Copy word for word the lines of the listing below, from the line holding "TARGET = engine nacelle" through the last line of the listing, inclusive.

- MATERIAL TO PROCESS -
• • • • • • •

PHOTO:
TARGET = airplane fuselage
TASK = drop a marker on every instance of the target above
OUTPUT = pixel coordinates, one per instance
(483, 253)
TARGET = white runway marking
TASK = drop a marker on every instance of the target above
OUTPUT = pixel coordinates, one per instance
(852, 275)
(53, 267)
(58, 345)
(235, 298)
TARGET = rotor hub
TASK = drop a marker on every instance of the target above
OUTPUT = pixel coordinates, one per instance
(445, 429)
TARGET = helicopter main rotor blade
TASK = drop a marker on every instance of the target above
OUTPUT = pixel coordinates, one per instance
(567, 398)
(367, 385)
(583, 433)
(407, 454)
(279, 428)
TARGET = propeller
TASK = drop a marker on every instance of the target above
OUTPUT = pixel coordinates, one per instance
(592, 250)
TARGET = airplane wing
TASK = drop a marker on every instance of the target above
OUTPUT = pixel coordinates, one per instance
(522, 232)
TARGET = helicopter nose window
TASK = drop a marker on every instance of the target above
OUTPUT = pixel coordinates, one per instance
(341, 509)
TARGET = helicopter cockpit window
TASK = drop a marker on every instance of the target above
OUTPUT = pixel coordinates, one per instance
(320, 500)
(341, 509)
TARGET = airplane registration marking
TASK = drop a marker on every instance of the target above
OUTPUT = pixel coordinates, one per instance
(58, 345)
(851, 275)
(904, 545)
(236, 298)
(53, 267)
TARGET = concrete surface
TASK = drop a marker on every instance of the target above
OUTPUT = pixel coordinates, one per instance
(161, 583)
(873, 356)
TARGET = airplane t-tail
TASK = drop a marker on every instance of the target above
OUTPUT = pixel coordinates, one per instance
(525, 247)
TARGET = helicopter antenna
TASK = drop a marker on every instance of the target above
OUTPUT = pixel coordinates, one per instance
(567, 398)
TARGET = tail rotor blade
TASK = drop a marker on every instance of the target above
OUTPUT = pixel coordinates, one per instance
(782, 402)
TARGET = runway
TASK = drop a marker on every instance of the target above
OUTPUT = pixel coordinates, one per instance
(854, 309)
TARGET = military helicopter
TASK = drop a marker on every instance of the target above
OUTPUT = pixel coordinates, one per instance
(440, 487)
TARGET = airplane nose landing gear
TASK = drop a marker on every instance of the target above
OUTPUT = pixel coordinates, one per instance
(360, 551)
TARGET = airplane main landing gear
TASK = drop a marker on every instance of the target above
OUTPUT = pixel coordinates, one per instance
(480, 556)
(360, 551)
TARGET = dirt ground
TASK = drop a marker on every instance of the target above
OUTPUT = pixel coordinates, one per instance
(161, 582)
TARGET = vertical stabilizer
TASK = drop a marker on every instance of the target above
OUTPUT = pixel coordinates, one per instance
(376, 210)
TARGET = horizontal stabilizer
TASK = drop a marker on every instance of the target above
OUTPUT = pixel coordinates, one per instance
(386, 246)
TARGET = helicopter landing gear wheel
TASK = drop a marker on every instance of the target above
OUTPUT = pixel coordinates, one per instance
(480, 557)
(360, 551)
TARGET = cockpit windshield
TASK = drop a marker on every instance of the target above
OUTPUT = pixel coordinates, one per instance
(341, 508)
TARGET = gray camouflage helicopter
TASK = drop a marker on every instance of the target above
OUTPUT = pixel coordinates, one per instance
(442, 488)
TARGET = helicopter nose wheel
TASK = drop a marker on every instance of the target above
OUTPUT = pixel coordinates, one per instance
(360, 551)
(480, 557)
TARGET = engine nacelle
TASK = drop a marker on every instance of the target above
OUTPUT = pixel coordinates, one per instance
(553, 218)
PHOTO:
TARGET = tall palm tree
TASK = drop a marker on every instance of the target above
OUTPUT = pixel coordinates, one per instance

• • • • • • •

- SOLUTION TO THIS TASK -
TARGET = engine nacelle
TASK = drop a marker on every instance of the target above
OUTPUT = pixel coordinates, one per instance
(553, 218)
PHOTO:
TARGET = tall palm tree
TASK = drop a marker on every instance of the target above
OUTPUT = pixel coordinates, one per instance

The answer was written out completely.